(Region annotation entries)

[Start]

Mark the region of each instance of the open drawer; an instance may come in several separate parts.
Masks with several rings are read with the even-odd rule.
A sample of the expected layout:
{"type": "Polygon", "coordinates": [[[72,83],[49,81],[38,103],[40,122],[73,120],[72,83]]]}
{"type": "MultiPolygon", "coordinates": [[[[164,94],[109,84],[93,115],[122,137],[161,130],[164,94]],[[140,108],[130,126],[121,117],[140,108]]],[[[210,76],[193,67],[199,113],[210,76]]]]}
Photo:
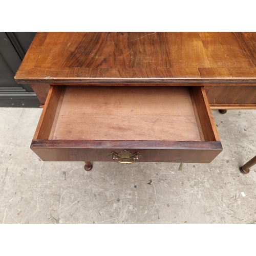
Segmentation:
{"type": "Polygon", "coordinates": [[[222,150],[204,88],[52,86],[32,142],[44,161],[209,163],[222,150]]]}

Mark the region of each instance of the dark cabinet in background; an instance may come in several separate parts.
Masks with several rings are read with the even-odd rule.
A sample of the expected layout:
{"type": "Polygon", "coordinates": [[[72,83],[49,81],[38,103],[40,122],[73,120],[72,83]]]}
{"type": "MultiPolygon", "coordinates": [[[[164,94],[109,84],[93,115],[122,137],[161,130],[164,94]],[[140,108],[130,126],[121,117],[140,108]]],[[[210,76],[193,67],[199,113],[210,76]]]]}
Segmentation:
{"type": "Polygon", "coordinates": [[[29,84],[14,78],[36,32],[0,32],[0,107],[38,108],[29,84]]]}

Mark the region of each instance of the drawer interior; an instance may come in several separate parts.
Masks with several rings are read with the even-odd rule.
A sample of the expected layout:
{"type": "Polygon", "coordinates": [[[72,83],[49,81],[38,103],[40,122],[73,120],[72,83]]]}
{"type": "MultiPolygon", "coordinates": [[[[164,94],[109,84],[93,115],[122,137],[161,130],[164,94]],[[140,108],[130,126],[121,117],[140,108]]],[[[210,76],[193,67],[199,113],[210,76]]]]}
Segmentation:
{"type": "Polygon", "coordinates": [[[216,141],[201,87],[52,86],[34,139],[216,141]]]}

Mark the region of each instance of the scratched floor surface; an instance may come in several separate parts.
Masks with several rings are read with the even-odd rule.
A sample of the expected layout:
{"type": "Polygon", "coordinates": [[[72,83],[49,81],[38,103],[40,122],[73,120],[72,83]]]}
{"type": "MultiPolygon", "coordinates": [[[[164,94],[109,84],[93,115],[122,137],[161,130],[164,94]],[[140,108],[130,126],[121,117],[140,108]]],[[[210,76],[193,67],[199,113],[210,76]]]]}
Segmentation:
{"type": "Polygon", "coordinates": [[[0,108],[0,223],[256,222],[256,166],[239,169],[256,155],[256,111],[212,111],[223,151],[210,164],[95,162],[88,172],[30,150],[41,112],[0,108]]]}

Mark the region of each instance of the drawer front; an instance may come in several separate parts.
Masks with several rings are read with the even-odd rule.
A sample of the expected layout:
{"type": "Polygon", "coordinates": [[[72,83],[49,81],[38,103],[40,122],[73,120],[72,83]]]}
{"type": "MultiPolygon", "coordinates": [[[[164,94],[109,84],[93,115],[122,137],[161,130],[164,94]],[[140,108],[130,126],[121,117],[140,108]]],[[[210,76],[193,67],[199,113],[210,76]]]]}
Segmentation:
{"type": "Polygon", "coordinates": [[[222,150],[200,87],[52,86],[31,148],[44,161],[132,161],[126,151],[139,162],[190,163],[222,150]]]}
{"type": "MultiPolygon", "coordinates": [[[[119,143],[115,142],[116,146],[119,143]]],[[[100,142],[99,142],[100,143],[100,142]]],[[[120,143],[122,144],[122,143],[120,143]]],[[[138,145],[144,144],[145,142],[130,141],[126,144],[138,145]]],[[[74,142],[72,146],[69,142],[54,142],[47,145],[40,142],[33,141],[31,145],[32,150],[43,161],[132,161],[133,157],[126,159],[118,158],[113,160],[113,153],[120,155],[124,151],[128,151],[135,155],[138,153],[138,159],[136,162],[183,162],[183,163],[210,163],[221,152],[220,142],[208,142],[202,144],[200,142],[184,142],[166,143],[164,142],[156,143],[148,142],[148,149],[133,148],[111,148],[111,146],[102,142],[102,147],[108,148],[95,148],[95,145],[88,145],[94,148],[82,148],[86,143],[82,141],[74,142]],[[84,143],[83,145],[83,144],[84,143]],[[76,144],[76,145],[75,144],[76,144]],[[75,148],[67,148],[71,146],[75,148]]],[[[120,144],[120,146],[123,145],[120,144]]],[[[113,147],[115,146],[113,146],[113,147]]]]}

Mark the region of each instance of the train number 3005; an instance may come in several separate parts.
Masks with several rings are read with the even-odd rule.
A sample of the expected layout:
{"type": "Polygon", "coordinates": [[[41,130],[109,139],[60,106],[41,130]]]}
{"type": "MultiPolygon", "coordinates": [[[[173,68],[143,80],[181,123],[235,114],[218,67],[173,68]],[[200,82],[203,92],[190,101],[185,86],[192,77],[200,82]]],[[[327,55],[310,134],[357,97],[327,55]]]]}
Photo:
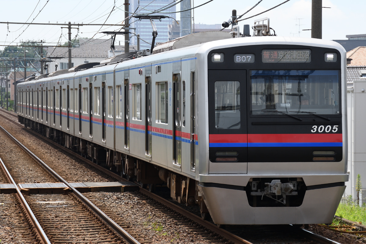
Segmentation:
{"type": "Polygon", "coordinates": [[[318,132],[321,133],[324,131],[326,133],[329,133],[332,131],[333,133],[335,133],[338,130],[338,125],[333,125],[333,128],[332,128],[332,125],[320,125],[319,127],[318,125],[314,125],[313,127],[311,132],[313,133],[318,132]]]}

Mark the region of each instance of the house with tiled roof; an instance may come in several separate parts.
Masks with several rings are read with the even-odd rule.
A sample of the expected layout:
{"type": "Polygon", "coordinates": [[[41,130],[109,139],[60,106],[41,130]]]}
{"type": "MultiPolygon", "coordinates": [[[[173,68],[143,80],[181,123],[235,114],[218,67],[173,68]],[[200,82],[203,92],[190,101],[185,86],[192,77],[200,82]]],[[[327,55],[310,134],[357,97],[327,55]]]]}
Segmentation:
{"type": "MultiPolygon", "coordinates": [[[[357,199],[357,176],[366,179],[366,46],[357,47],[347,52],[347,113],[348,169],[349,180],[346,185],[346,195],[357,199]]],[[[366,187],[364,184],[360,199],[366,203],[366,187]]]]}
{"type": "MultiPolygon", "coordinates": [[[[80,38],[79,43],[71,49],[72,67],[87,63],[100,62],[111,56],[111,46],[112,41],[109,39],[96,39],[80,38]]],[[[119,54],[124,51],[124,46],[115,44],[116,54],[119,54]]],[[[130,46],[130,50],[136,50],[135,47],[130,46]]],[[[55,71],[56,65],[57,70],[68,69],[68,47],[57,46],[48,48],[46,56],[52,61],[48,63],[47,73],[55,71]]]]}

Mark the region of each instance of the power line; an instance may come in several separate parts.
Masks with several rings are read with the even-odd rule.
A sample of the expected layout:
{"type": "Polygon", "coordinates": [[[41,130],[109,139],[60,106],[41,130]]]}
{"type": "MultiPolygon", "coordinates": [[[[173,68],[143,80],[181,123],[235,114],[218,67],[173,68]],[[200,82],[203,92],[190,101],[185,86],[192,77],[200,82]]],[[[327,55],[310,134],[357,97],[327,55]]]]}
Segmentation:
{"type": "Polygon", "coordinates": [[[240,20],[238,20],[238,21],[237,21],[236,22],[239,22],[239,21],[241,21],[242,20],[244,20],[246,19],[250,19],[250,18],[252,18],[253,17],[255,17],[255,16],[257,16],[258,15],[259,15],[260,14],[263,14],[264,13],[265,13],[266,12],[268,12],[268,11],[269,11],[270,10],[273,10],[274,8],[277,8],[277,7],[279,7],[279,6],[281,6],[281,5],[282,5],[283,4],[284,4],[284,3],[287,3],[287,2],[288,2],[289,1],[290,1],[290,0],[287,0],[287,1],[284,1],[284,2],[282,3],[280,3],[278,5],[277,5],[277,6],[275,6],[273,8],[270,8],[269,9],[267,10],[266,10],[265,11],[264,11],[263,12],[262,12],[261,13],[259,13],[259,14],[256,14],[255,15],[253,15],[253,16],[251,16],[250,17],[248,17],[247,18],[246,18],[245,19],[240,19],[240,20]]]}
{"type": "Polygon", "coordinates": [[[257,3],[257,4],[256,4],[255,5],[254,5],[254,6],[253,6],[253,7],[252,7],[248,11],[247,11],[246,12],[245,12],[245,13],[244,13],[244,14],[242,14],[242,15],[240,15],[237,18],[236,18],[236,19],[239,19],[240,18],[241,18],[242,17],[243,17],[243,15],[244,15],[244,14],[246,14],[248,12],[249,12],[249,11],[250,11],[250,10],[252,10],[252,9],[253,9],[253,8],[255,8],[256,7],[257,7],[257,5],[258,5],[258,4],[259,4],[259,3],[261,2],[262,1],[262,0],[260,0],[260,1],[259,1],[259,2],[258,2],[258,3],[257,3]]]}
{"type": "MultiPolygon", "coordinates": [[[[44,6],[43,6],[43,7],[42,8],[42,9],[41,9],[40,10],[40,11],[38,12],[38,14],[37,14],[37,15],[36,16],[36,17],[35,17],[32,20],[31,22],[31,23],[33,22],[33,20],[34,20],[34,19],[36,19],[36,18],[37,18],[37,16],[38,16],[38,15],[41,13],[41,12],[43,10],[43,9],[44,8],[44,7],[46,7],[46,5],[47,4],[47,3],[48,3],[48,2],[49,1],[49,0],[47,0],[47,2],[46,2],[46,3],[45,4],[44,6]]],[[[19,37],[20,37],[22,34],[23,33],[24,33],[24,31],[25,31],[25,30],[26,30],[28,28],[28,27],[29,26],[29,25],[30,25],[30,24],[29,25],[28,25],[27,26],[27,27],[26,27],[26,28],[24,30],[23,30],[23,31],[22,32],[22,33],[21,33],[20,34],[19,34],[19,35],[18,36],[18,37],[17,37],[14,40],[14,41],[12,41],[11,42],[10,42],[10,44],[11,44],[13,42],[14,42],[14,41],[15,41],[15,40],[16,40],[18,38],[19,38],[19,37]]]]}

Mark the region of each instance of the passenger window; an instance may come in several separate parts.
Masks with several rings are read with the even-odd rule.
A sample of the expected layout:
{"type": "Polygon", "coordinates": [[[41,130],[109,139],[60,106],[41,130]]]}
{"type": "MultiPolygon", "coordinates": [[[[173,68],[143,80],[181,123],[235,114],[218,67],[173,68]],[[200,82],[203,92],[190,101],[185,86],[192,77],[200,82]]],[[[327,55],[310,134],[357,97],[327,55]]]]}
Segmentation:
{"type": "Polygon", "coordinates": [[[215,82],[215,127],[240,128],[240,83],[238,81],[215,82]]]}
{"type": "Polygon", "coordinates": [[[168,82],[157,83],[156,123],[168,124],[168,82]]]}
{"type": "Polygon", "coordinates": [[[88,113],[88,89],[84,87],[82,89],[83,93],[83,113],[88,113]]]}
{"type": "MultiPolygon", "coordinates": [[[[118,87],[117,86],[117,87],[118,87]]],[[[108,117],[113,117],[113,87],[108,87],[108,117]]],[[[118,105],[118,103],[117,103],[118,105]]],[[[118,116],[118,115],[117,115],[118,116]]]]}
{"type": "Polygon", "coordinates": [[[122,86],[116,87],[116,110],[117,110],[116,117],[122,118],[122,86]]]}
{"type": "Polygon", "coordinates": [[[132,119],[141,120],[141,84],[132,84],[132,119]]]}
{"type": "Polygon", "coordinates": [[[94,101],[94,114],[96,115],[99,115],[100,113],[100,87],[94,87],[94,97],[95,101],[94,101]]]}

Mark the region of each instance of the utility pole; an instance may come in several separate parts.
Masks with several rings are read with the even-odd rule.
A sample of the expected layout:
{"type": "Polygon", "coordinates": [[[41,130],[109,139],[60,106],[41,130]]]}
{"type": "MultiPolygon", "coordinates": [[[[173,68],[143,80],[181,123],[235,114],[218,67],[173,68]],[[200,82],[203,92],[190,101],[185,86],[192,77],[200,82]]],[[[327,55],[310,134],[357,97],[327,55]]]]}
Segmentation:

[End]

Exercise details: Would you quote, exactly and only, the lines from the one containing "Mark the region of each instance of the utility" to the end of the entries?

Written answer:
Mark the region of each instance of the utility pole; an instance may come in several separate parts.
Masks with several rings are read with the even-odd rule.
A sample of the expected layout:
{"type": "Polygon", "coordinates": [[[41,130],[109,139],[60,106],[41,130]]]}
{"type": "MultiPolygon", "coordinates": [[[[173,68],[143,80],[181,123],[235,114],[218,67],[173,68]],[[200,82],[203,92],[190,101],[185,86],[192,77],[200,82]]],[[[327,55],[310,134],[357,97],[327,55]]]]}
Segmentation:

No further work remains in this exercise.